Tarefa proposta A — Conforme a reportagem sobre transparência salarial, quanto menos as mulheres trabalhadoras recebem em média no Brasil, em comparação com os homens?
Tarefa proposta B — Transcreva da reportagem sobre transparência salarial o trecho entre "No Brasil, as" e "2023 e 2024.", inclusive.
==== Trecho da fonte
20 de abril de 2025

Desigualdades de gênero no mercado brasileiro vão além da empregabilidade, aponta relatório de transparência salarial – Brasil de Fato

No Brasil, as mulheres trabalhadoras recebem, em média, 20,9% menos que os homens, cumprindo exatamente as mesmas funções. O dado foi revelado pelo 3º Relatório de Transparência Salarial, divulgado no começo de abril pelo Ministério do Trabalho e Emprego, em parceria com o Ministério das Mulheres. 

Por outro lado, destaca a subsecretária de Estatísticas e Estudos do Trabalho, do Ministério do Trabalho e Emprego (MTE), Paula Montagner, o relatório constata o aumento para 40,6% no número de mulheres no mercado de trabalho e uma expansão da massa salarial das trabalhadoras entre 2023 e 2024. 

“A primeira coisa que chamou a atenção foi que a gente, entre 2023 e 2024, gerou 1 milhão de novos postos celetistas para essas empresas [que participaram do relatório]. Gerou mais para as empresas de 100 empregados ou mais. E metade disso foi ocupado por mulheres, metade por homens. Essa é uma coisa que é importante. A segunda coisa que a gente viu foi que aumentou a massa de rendimento das mulheres”, afirma.

Rosane Silva, secretária Nacional de Autonomia Econômica do Ministério das Mulheres, destaca que os avanços registrados pelo 3º relatório comprovam o acerto do governo federal em apoiar e articular a aprovação da Lei nº 14.611, de 3 de julho de 2023, que ficou conhecida como a Lei de Igualdade Salarial.

“A Lei de Igualdade Salarial, a Lei 14.611 de 2023, começa a dar os seus primeiros resultados positivos. Portanto, foi um acerto do presidente Lula, foi um acerto do governo federal em apresentar a lei que regulamenta que as empresas precisam mostrar o seu relatório de salário de mulheres e homens e, a partir disso, a gente conseguir ir medindo essa diferença e construindo políticas que vá reduzindo essa desigualdade pra gente chegar a uma igualdade plena”, afirma a secretária.

Adriana Marcolino, diretora técnica do Departamento Intersindical de Estatística e Estudos Socioeconômicos (Dieese), avalia que, embora tenha havido avanços em matéria de empregabilidade das mulheres nos últimos anos, a desigualdade persistente mostra que é preciso políticas complexas e intersetoriais para intervir nessa realidade.
========
==== Material fornecido
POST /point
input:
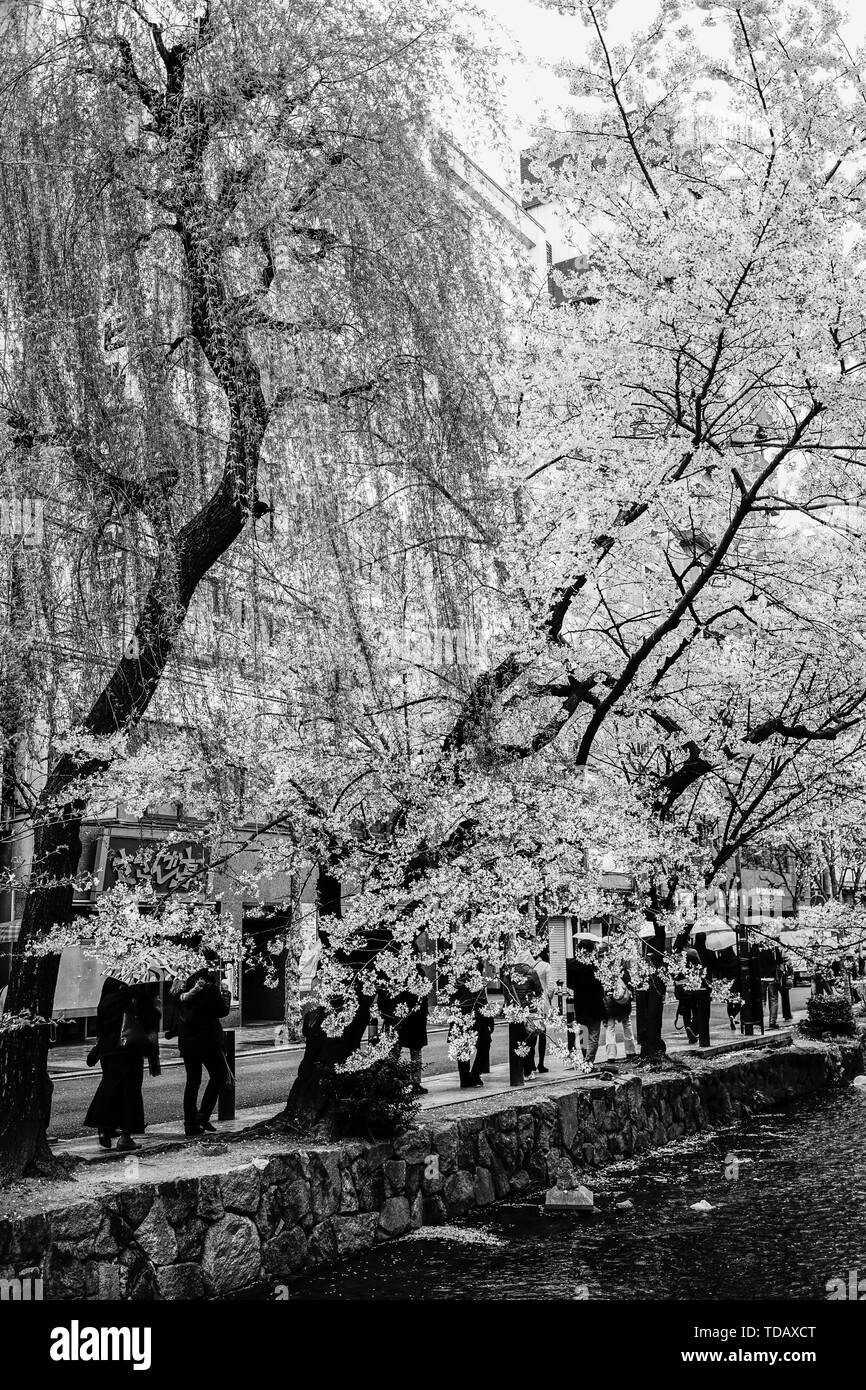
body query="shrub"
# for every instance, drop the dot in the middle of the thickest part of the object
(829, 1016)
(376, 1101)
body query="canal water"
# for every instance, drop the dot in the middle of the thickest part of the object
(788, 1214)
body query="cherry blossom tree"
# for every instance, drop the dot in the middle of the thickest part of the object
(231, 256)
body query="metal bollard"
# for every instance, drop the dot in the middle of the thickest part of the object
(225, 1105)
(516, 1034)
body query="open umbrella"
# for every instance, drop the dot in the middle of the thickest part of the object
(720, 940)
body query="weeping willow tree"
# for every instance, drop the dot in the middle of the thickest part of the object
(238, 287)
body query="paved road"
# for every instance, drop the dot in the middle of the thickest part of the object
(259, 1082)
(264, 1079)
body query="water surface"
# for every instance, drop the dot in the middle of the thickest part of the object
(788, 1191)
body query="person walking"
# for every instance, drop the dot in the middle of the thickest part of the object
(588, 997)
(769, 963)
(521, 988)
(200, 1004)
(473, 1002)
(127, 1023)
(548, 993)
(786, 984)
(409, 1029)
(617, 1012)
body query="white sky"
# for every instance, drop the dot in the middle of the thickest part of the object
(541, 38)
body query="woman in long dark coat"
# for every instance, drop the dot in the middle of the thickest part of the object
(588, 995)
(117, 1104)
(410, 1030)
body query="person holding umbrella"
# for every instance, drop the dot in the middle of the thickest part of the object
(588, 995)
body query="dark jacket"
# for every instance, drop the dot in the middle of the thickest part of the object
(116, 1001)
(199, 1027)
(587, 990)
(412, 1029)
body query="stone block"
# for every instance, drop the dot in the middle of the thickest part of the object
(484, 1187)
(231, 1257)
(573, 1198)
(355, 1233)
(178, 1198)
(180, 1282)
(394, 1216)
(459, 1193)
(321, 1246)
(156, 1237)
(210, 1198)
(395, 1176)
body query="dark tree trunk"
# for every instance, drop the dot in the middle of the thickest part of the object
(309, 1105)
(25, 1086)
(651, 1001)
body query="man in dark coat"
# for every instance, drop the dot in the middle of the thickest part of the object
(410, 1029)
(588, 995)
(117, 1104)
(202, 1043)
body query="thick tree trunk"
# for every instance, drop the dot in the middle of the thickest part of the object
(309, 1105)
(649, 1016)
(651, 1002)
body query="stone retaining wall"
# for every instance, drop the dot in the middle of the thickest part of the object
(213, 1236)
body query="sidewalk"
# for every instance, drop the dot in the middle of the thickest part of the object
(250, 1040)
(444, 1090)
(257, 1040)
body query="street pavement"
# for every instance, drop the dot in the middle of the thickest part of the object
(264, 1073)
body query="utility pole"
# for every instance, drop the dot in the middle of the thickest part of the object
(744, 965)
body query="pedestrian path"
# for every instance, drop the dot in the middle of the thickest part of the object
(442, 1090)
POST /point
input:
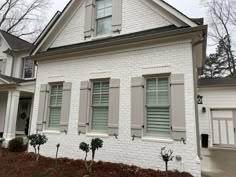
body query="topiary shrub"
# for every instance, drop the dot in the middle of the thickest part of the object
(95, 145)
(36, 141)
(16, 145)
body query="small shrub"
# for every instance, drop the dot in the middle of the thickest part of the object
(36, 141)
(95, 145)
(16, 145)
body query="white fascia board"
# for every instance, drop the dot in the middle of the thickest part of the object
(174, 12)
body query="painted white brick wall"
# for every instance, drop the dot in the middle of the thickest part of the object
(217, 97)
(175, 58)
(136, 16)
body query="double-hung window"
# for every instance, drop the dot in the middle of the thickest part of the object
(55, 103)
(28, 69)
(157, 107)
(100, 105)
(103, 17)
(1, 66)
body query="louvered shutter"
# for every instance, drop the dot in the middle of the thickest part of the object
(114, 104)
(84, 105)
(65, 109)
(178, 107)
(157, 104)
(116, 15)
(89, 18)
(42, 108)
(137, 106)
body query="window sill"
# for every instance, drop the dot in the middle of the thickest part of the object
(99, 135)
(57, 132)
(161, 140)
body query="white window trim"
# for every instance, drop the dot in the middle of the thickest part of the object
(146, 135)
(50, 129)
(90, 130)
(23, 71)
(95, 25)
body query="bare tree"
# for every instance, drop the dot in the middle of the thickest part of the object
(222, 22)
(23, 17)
========
Solução A — Em média, 20,9% menos que os homens, cumprindo exatamente as mesmas funções.

Solução B —
No Brasil, as mulheres trabalhadoras recebem, em média, 20,9% menos que os homens, cumprindo exatamente as mesmas funções. O dado foi revelado pelo 3º Relatório de Transparência Salarial, divulgado no começo de abril pelo Ministério do Trabalho e Emprego, em parceria com o Ministério das Mulheres. 

Por outro lado, destaca a subsecretária de Estatísticas e Estudos do Trabalho, do Ministério do Trabalho e Emprego (MTE), Paula Montagner, o relatório constata o aumento para 40,6% no número de mulheres no mercado de trabalho e uma expansão da massa salarial das trabalhadoras entre 2023 e 2024.